- [SELECTED EXCERPT]:
-=-=-=-=-

Declaration of Corporate Governance in accordance with section 289a of the German Commercial Code

1. Declaration in accordance with section 161 of the German Stock Corporation Act

On December 16, 2015 in accordance with Section 161 of the German Stock Corporation Act (AktG), the Executive Board and Supervisory Board issued the following declaration:

"Bilfinger SE complies with all recommendations of the German Corporate Governance Code (GCGC) as amended on May 5, 2015, with the following exception:

  • The recommendation in section 4.2.3 paragraph 2 sentence 6 (limitations on the maximum amount of Executive Board remuneration in general and the variable components of that remuneration) is not followed. As part of the long-term incentive (LTI), the variable remuneration component for members of the Executive Board of the company which is valid from this year, virtual shares in the company, so-called performance share units (PSU) are allocated each year, the number of which is subject to adjustment during a three-year performance period depending on the achievement of the average ROCE target value as determined by the Supervisory Board as well as the development of the total shareholder return value (TSR value) of the company's share in relation to the TSR value of the shares of the remaining MDAX listed companies. The final number of units is subject to a cap which limits the final number of units to 150% of the original number of units. The share price of the company that is relevant for the value of the PSU at the conclusion of the three-year performance period is not subject to any limitation because an upper limit in this respect contradicts the basic principle of a share-based remuneration. The Supervisory Board is authorized however, in the case of extraordinary events or developments, especially in the case of extreme increases in the share price, to appropriately reduce the mathematical final number of PSU's.

Since issuing the declaration of compliance of February 11, 2015, the Company has complied with all recommendations of the GCGC as amended on June 24, 2014 until the current date, with the exception of the recommendations in sections 5.1.2 para. 1 sentence 2 clause 2, 4.2.3 para. 2, sentences 2, 4, 7 and 8 and 4.2.3 para. 2 sentence 6.”

The declaration of compliance of February 11, 2015 is an update to the declaration of August 7, 2014.

2. Principles of Corporate Governance

In the course of our activities for the company we follow legal requirements, the regulations set out in the Articles of Incorporation of Bilfinger SE and the recommendations of the German Corporate Governance Code with which we comply, barring the exceptions listed in the above Declaration in accordance with Section 161 AktG. We also apply the following principles of governance:

Compliance

Compliance with legal and internal regulations is the basis of successful business activity and part of good corporate governance. Our prevention-oriented compliance system is reviewed and improved on an ongoing basis. It is mainly based on a Code of Conduct which outlines the topic-based general principles of our actions. The individual subject areas are formulated in specific terms with related guidelines and instructions and provide the basis for ethical business conduct within our activities.

In order to minimize risk, third parties with whom we cooperate within the scope of our business activities are subject to an integrity audit prior to the signing of a contract to minimize risk. This integrity audit is a key element of our compliance system, the standards and methods that serve as its basis are developed on an ongoing basis.

-=-=-=-=-

- [INFORMATION SUPPLIED]:

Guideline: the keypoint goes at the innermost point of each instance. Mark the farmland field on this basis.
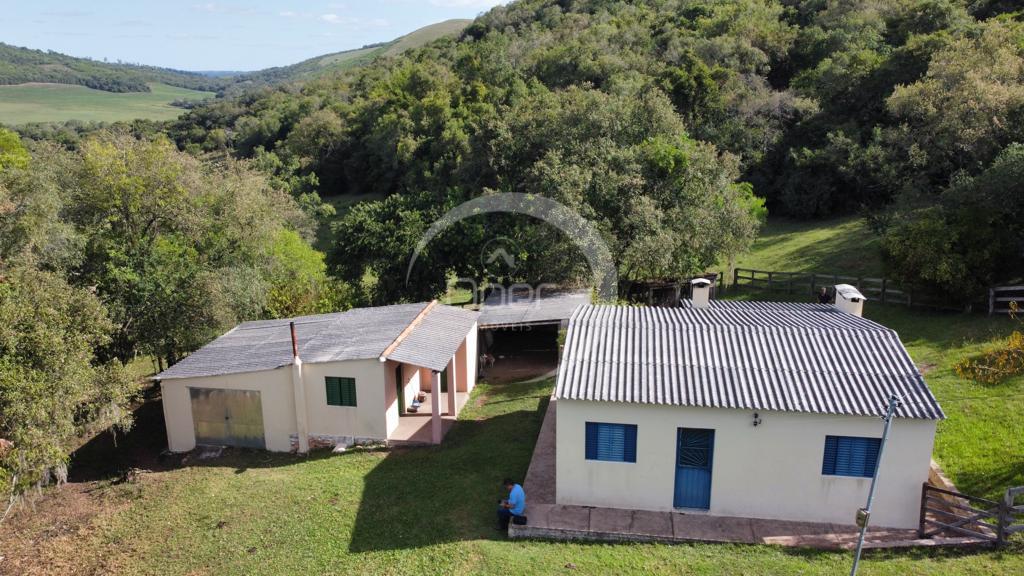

-=-=-=-=-

- [REQUIREMENTS]: Transcribe the portion of the corporate governance declaration that begins at the words "In order to" and stops after the words "developed on an ongoing basis.".

- [TASK RESULT]:
In order to minimize risk, third parties with whom we cooperate within the scope of our business activities are subject to an integrity audit prior to the signing of a contract to minimize risk. This integrity audit is a key element of our compliance system, the standards and methods that serve as its basis are developed on an ongoing basis.